▸ **EXERCISE AIM**:
Carry on the ransomware report article from where it stops, keeping its tone and style.

▸ **SOURCE EXTRACT**:
Ransomware Report: Don't Pay the Attackers

 According to a recent report, paying the ransom for an organization's hijacked data doesn't ensure return of the stolen data.   

This comes from the "2022 Ransomware Trends Report" released by backup and data recovery firm Veeam this week at its VeeamON conference. The report also found that 24 percent of organizations that paid the amount demanded by ransomware attackers ended up not recovering their stolen data.

The report, compiled by surveying 1,000 global IT leaders. also found that 19 percent of those affected by ransomware were able to recover their data through their own means and without having to pay off the attackers. According to Veeam, this shows that ransomware attacks, when countered, are possible to reverse.

It also indicates that most organizations don't have the tools or know-how to try to recover their hijacked data before they end up paying for their data back.

"One of the hallmarks of a strong Modern Data Protection strategy is a commitment to a clear policy that the organization will never pay the ransom, but do everything in its power to prevent, remediate and recover from attacks," said Danny Allan, CTO at Veeam. "Despite the pervasive and inevitable threat of ransomware, the narrative that businesses are helpless in the face of it is not an accurate one."

Allan added that IT should routinely test their data protection solutions and protocols and ensure that employees are well-versed in spotting possible ransomware attacks.

When data is eventually recovered after remediation through payment, data recovery took an average of 18 days. And, in some cases, longer. Some organizations (22 percent) reported it took one to two months to fully recover the data, and 3 percent said they were down for two to four months.

While some of that time was spent decrypting the encrypted stolen data, much of the downtime could be attributed to deep scans of restored systems to confirm they were "clean" from any ransomware remnants.

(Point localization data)
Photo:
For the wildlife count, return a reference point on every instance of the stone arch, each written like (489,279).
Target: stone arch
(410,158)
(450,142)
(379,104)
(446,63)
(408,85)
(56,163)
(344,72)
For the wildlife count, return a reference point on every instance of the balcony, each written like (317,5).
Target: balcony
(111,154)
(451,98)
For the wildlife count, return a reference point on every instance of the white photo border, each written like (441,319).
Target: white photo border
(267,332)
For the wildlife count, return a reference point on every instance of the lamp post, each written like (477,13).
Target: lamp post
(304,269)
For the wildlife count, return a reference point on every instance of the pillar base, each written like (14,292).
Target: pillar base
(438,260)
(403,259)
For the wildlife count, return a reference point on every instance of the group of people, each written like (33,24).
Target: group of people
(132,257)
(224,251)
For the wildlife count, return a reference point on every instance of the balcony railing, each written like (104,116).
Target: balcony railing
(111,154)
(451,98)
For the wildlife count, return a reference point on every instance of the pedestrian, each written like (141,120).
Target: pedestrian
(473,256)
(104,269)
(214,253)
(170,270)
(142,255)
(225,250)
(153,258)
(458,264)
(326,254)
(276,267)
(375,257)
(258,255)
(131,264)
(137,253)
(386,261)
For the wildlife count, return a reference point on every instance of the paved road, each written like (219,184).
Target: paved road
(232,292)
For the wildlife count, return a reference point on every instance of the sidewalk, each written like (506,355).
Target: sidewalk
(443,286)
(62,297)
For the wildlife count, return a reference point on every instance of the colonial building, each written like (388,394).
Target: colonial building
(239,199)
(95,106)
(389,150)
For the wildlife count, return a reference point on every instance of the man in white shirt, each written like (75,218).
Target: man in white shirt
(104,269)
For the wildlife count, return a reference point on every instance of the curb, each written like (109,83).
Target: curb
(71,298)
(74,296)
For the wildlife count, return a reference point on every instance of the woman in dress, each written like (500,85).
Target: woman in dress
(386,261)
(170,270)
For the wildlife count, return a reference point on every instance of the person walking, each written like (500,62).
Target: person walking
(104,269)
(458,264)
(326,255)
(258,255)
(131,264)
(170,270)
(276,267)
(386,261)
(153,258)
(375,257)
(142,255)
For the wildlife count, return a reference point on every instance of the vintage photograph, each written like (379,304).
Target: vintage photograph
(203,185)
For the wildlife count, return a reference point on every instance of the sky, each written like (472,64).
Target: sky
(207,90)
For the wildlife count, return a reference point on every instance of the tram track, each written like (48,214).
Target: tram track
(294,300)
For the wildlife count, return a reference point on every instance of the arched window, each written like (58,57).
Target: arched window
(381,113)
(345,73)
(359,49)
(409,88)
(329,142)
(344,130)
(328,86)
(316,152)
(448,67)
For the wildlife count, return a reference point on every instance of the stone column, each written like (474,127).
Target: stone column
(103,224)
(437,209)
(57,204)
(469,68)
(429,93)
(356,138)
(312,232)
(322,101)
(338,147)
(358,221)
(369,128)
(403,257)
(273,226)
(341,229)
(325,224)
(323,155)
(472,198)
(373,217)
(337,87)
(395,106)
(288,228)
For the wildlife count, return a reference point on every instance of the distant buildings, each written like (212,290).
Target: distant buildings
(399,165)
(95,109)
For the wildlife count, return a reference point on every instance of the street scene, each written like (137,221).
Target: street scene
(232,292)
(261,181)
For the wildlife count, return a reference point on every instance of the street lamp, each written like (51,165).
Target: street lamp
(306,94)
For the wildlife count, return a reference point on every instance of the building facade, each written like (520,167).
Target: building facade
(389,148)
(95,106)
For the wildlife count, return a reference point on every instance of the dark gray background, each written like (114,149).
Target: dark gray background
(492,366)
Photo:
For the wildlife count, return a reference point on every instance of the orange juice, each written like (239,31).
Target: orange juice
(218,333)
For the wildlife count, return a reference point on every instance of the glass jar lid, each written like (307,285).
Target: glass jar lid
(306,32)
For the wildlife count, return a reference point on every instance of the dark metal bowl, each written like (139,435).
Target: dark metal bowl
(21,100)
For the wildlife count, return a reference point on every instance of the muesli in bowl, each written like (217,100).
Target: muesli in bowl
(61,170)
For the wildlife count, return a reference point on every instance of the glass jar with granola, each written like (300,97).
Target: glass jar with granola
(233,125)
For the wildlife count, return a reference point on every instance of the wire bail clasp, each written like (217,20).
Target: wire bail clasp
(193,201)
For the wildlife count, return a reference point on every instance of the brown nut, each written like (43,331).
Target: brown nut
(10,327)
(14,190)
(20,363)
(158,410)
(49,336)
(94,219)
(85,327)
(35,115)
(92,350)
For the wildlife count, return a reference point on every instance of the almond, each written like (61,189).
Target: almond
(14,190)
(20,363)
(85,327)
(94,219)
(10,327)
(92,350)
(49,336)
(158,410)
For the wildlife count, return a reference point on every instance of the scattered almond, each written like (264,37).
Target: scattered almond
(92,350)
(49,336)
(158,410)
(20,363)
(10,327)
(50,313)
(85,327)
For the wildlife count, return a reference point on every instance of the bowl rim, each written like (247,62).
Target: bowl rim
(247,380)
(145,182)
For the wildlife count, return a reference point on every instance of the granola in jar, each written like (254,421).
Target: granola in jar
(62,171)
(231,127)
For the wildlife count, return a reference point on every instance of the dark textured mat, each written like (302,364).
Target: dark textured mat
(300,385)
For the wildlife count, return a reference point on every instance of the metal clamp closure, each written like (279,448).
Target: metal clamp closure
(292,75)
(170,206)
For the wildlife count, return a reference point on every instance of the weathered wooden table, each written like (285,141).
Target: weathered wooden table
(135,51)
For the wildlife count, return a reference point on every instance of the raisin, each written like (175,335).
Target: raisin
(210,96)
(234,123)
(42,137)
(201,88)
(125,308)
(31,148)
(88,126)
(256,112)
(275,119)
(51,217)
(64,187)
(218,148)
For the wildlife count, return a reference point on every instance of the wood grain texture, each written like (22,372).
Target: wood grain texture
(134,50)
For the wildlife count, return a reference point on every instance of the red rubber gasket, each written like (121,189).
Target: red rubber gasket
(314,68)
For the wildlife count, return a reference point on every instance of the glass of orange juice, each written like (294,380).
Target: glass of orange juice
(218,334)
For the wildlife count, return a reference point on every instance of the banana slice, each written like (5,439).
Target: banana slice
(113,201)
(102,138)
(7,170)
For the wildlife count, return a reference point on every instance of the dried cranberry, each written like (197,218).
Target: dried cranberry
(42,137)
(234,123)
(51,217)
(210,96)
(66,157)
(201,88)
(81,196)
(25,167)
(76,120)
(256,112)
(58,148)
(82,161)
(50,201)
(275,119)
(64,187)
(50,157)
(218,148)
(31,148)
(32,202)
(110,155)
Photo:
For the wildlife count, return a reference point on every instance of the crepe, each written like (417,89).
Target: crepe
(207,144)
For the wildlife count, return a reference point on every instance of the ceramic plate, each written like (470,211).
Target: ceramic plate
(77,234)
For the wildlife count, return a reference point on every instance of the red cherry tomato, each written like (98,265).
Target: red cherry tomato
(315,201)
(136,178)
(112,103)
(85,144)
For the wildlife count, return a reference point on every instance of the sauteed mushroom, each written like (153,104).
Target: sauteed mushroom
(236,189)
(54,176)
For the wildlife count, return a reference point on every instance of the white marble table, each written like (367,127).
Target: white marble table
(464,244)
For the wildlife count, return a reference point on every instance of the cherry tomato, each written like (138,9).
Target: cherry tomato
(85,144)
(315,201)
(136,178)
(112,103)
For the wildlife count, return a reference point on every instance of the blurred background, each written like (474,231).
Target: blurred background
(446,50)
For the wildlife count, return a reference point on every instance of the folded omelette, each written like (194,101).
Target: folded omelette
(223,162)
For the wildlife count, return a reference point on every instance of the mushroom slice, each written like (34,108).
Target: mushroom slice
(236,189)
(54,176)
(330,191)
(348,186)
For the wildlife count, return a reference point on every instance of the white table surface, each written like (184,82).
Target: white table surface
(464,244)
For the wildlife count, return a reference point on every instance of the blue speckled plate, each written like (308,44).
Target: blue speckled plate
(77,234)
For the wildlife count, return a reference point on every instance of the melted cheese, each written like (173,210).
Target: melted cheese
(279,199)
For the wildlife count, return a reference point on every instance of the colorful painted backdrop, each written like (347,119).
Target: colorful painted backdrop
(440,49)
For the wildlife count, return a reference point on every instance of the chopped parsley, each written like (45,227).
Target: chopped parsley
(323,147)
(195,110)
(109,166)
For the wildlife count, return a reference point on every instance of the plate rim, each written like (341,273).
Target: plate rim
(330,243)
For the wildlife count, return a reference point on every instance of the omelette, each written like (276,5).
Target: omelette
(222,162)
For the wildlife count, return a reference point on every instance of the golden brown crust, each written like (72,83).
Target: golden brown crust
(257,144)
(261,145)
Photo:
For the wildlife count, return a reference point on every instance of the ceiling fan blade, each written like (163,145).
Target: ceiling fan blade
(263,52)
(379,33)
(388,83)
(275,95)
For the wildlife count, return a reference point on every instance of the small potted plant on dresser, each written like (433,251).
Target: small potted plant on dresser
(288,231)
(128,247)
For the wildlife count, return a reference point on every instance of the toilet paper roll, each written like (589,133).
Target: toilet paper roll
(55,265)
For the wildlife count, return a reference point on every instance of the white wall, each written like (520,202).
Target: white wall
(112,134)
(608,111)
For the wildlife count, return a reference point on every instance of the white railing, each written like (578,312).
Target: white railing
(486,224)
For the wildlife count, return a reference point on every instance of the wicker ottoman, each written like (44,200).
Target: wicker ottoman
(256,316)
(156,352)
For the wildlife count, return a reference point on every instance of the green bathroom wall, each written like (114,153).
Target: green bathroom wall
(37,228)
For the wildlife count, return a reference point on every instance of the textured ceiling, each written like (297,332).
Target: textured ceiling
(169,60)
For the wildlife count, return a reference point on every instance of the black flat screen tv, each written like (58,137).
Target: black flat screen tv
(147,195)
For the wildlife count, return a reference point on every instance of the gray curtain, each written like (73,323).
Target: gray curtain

▸ **RESPONSE BOX**:
According to the report, phishing e-mails and malicious links and Web sites continue to be the top (44 percent) ransomware entry points, with infected patches and software coming right behind with 41 percent of all ransomware attacks by those surveyed. Here are the remaining entry point sources:

  • Compromised credentials and spraying attacks (35 percent).
  • Insider threats (32 percent).
  • Zero-day vulnerabilities (26 percent).

The good news is that according to those surveyed, only 1 percent of those who experienced a ransomware attack were not able to identify the entry point. Veeam credits the improvements in monitoring tools and a concerted effort toward ransomware prevention by many IT shops for the high success in identifying the source of ransomware.

As for what attackers go for when a system is infiltrated, the report finds that backup repositories were targeted 94 percent of the time. Further, specific production platforms or application types were targeted in 80 percent of successful ransomware attacks, making ransomware prevention not just a duty of IT security.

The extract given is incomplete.